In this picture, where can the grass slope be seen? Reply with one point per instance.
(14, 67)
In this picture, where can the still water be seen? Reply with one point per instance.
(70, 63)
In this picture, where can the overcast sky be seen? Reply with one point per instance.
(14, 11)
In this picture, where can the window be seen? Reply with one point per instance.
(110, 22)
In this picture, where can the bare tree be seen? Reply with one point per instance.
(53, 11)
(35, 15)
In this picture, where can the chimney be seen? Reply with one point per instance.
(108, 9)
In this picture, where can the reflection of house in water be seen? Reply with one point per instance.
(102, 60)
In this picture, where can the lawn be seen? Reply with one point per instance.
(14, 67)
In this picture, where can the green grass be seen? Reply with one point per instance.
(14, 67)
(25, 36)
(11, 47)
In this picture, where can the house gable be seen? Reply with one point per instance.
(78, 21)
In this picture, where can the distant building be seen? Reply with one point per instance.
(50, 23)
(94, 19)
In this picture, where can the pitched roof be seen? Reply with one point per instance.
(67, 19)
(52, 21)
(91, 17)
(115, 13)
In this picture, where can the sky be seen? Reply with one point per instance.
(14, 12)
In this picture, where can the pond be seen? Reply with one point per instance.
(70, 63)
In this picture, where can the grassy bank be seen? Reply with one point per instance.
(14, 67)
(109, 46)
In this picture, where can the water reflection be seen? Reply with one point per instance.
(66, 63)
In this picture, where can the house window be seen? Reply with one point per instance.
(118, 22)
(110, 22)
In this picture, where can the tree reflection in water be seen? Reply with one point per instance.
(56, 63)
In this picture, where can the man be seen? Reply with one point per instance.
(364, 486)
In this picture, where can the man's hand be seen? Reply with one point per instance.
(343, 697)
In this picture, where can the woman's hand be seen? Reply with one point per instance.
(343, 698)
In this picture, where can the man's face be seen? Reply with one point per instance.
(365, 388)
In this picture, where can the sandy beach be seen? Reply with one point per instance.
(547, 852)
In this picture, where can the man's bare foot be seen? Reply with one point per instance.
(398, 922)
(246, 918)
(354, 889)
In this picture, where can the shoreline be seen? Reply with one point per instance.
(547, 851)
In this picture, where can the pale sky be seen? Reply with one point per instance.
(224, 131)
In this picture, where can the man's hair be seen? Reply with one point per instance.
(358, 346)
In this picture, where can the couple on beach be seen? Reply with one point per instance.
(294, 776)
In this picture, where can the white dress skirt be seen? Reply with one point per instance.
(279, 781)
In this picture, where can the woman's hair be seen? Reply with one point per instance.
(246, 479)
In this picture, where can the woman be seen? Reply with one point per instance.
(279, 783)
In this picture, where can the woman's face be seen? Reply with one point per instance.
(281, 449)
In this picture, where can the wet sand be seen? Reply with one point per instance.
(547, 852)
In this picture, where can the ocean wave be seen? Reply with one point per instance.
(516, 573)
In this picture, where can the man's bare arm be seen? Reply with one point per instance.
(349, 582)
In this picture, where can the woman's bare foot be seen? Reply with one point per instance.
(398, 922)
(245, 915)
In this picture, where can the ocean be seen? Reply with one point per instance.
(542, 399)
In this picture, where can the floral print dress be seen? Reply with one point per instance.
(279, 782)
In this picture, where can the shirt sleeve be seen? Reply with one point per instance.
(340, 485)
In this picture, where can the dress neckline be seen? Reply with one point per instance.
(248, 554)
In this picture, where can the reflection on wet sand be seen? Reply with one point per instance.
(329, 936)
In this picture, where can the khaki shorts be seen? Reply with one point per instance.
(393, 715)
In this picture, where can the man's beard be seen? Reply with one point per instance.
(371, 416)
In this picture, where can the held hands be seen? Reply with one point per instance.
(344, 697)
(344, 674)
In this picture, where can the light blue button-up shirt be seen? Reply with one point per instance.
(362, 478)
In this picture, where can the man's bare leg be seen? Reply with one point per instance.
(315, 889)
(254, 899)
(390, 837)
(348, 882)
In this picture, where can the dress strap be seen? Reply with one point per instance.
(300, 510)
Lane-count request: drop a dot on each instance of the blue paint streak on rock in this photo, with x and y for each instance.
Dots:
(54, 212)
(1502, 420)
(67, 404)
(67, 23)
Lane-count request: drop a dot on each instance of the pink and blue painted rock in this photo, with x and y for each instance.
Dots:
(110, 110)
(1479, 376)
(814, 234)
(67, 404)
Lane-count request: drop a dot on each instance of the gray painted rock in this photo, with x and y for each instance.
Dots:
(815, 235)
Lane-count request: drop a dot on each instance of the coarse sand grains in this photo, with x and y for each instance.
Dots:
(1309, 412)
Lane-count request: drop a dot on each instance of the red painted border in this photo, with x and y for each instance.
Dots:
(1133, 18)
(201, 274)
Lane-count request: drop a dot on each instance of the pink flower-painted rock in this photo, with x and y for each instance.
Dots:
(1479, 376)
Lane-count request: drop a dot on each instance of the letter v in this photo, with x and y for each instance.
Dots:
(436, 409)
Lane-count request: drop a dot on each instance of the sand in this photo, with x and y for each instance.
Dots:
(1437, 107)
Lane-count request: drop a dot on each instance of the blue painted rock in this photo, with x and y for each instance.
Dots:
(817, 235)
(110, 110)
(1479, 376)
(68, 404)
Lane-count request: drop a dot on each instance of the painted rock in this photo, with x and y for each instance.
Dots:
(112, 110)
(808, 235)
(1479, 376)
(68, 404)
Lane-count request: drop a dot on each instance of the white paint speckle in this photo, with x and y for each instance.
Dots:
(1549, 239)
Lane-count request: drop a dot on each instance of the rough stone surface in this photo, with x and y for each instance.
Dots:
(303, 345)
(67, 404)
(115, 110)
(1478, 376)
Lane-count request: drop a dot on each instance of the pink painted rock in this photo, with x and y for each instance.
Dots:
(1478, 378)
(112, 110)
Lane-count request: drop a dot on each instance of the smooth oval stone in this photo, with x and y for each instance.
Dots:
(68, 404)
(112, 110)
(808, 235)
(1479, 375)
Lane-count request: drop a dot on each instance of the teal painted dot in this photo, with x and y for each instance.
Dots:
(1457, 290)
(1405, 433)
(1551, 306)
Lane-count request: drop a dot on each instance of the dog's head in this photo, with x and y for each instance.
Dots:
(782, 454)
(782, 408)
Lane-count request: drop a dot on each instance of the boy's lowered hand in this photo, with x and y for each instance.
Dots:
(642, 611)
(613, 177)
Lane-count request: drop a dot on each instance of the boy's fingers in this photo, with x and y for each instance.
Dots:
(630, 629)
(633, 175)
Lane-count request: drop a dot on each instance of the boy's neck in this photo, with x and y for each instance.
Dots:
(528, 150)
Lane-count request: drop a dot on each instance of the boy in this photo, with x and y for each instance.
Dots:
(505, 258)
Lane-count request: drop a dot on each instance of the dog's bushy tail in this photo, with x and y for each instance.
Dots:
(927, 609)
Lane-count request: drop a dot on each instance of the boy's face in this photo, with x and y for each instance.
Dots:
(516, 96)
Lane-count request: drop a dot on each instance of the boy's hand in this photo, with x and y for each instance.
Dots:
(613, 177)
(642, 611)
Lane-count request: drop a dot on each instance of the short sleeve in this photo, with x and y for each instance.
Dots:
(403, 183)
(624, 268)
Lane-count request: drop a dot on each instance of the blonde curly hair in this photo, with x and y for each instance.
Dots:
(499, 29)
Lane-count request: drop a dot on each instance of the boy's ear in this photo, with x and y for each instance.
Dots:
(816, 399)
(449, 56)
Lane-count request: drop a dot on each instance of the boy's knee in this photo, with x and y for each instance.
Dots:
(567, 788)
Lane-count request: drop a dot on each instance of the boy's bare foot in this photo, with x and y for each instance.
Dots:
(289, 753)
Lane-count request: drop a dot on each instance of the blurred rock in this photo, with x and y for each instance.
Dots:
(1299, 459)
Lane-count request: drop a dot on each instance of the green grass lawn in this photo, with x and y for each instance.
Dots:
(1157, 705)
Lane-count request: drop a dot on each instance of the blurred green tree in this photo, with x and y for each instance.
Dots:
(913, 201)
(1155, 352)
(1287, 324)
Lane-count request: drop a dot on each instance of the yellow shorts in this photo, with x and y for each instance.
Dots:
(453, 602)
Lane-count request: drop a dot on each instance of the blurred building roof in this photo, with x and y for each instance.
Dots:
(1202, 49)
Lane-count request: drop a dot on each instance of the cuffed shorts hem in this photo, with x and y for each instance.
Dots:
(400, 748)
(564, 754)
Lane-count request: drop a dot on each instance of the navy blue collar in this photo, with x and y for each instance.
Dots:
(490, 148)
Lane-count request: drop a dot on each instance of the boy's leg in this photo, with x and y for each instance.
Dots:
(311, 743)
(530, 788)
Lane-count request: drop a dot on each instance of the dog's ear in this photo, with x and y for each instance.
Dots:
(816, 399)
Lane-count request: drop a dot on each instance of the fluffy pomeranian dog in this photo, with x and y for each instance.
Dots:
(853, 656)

┄┄┄┄┄┄

**Problem details**
In the entries above, count the lines that contain the string "rock" and reply with the number only.

**Solution to this exercise**
8